• **DIRECTIONS**:
How many lines in the items below contain the string "hair"? Give only the number.

• **THE INPUT**:
[Begin]

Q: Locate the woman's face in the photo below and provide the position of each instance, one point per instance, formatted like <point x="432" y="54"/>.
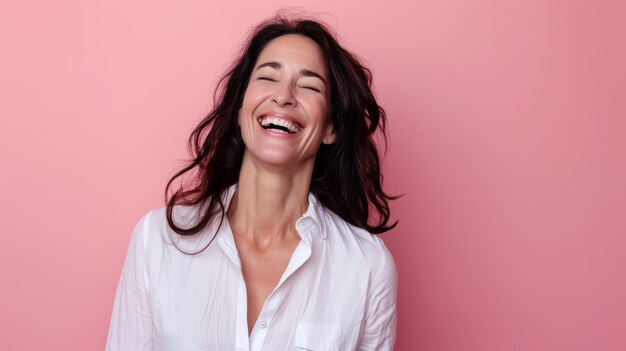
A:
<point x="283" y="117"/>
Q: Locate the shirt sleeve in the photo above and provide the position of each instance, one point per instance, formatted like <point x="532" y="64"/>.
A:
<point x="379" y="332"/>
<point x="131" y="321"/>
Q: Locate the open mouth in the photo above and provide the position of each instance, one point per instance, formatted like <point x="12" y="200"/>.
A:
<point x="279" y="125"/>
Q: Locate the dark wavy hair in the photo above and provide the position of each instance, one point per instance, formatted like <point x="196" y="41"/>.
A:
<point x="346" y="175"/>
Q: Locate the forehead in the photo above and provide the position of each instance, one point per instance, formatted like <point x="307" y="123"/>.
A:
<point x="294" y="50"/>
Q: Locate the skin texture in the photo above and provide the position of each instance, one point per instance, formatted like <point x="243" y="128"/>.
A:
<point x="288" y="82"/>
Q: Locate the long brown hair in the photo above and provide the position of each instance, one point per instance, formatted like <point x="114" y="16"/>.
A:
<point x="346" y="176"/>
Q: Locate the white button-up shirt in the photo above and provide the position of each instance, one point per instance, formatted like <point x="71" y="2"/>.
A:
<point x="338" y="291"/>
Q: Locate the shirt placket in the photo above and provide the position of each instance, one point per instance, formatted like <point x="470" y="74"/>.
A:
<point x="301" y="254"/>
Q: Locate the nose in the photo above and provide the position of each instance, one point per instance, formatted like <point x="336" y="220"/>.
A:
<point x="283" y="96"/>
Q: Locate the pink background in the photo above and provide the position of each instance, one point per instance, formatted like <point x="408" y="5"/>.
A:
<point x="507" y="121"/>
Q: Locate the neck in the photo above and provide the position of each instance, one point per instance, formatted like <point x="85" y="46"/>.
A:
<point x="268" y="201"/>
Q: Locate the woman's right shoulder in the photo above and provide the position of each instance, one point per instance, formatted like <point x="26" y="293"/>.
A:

[End]
[Begin]

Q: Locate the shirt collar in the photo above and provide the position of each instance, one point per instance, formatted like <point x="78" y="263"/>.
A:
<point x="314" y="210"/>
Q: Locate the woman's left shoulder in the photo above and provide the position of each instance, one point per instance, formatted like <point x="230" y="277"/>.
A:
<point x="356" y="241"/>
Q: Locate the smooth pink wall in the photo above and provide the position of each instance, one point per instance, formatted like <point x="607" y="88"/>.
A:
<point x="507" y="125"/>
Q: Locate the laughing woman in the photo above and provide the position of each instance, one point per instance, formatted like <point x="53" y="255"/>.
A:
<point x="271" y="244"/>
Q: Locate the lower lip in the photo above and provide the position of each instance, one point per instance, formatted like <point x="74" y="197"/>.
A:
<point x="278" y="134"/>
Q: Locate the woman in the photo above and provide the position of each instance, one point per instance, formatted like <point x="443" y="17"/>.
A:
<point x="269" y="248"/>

[End]
[Begin]

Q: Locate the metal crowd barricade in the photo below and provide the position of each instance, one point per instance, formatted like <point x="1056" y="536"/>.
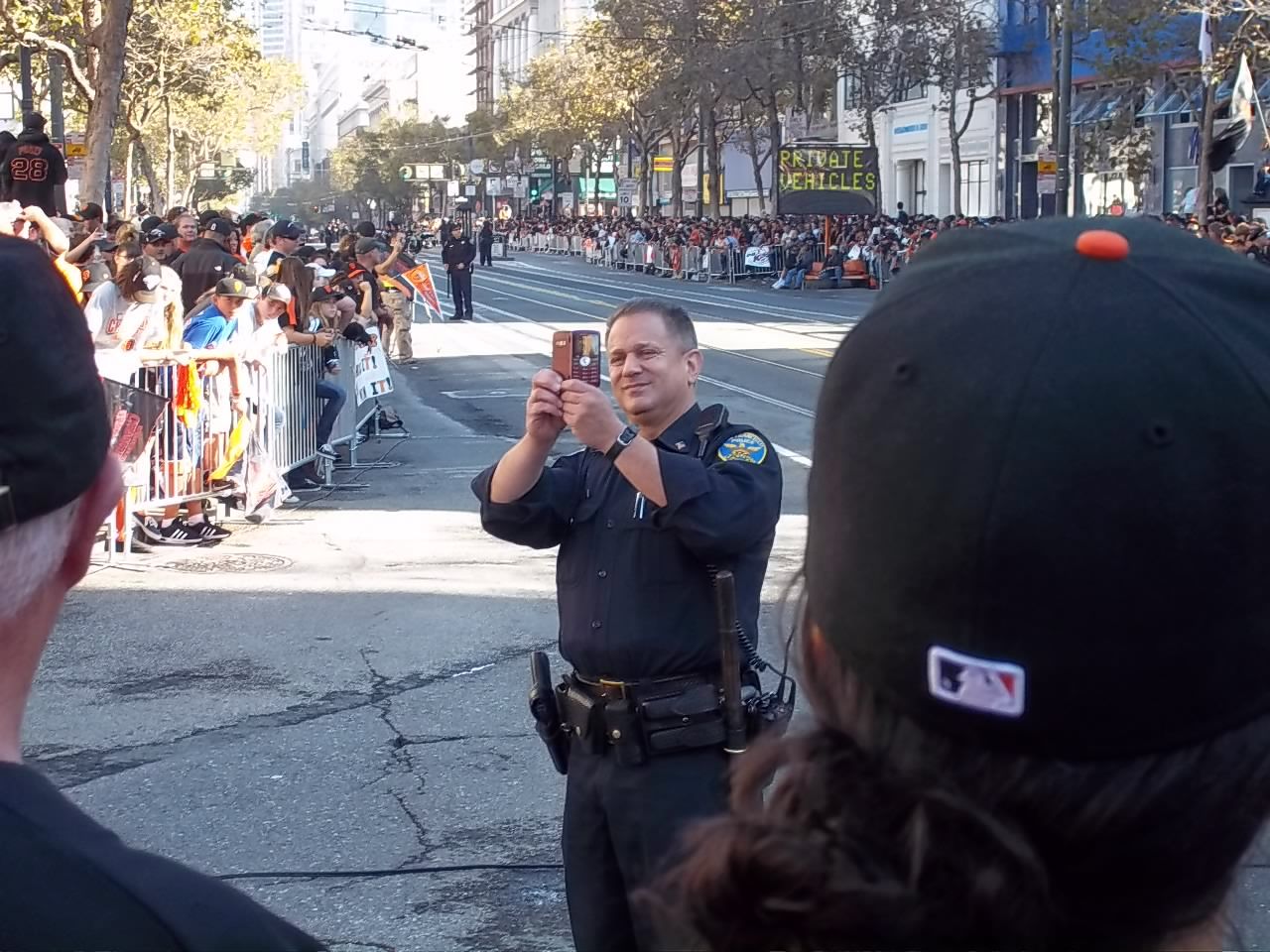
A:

[End]

• **ANSWER TO THIS TASK**:
2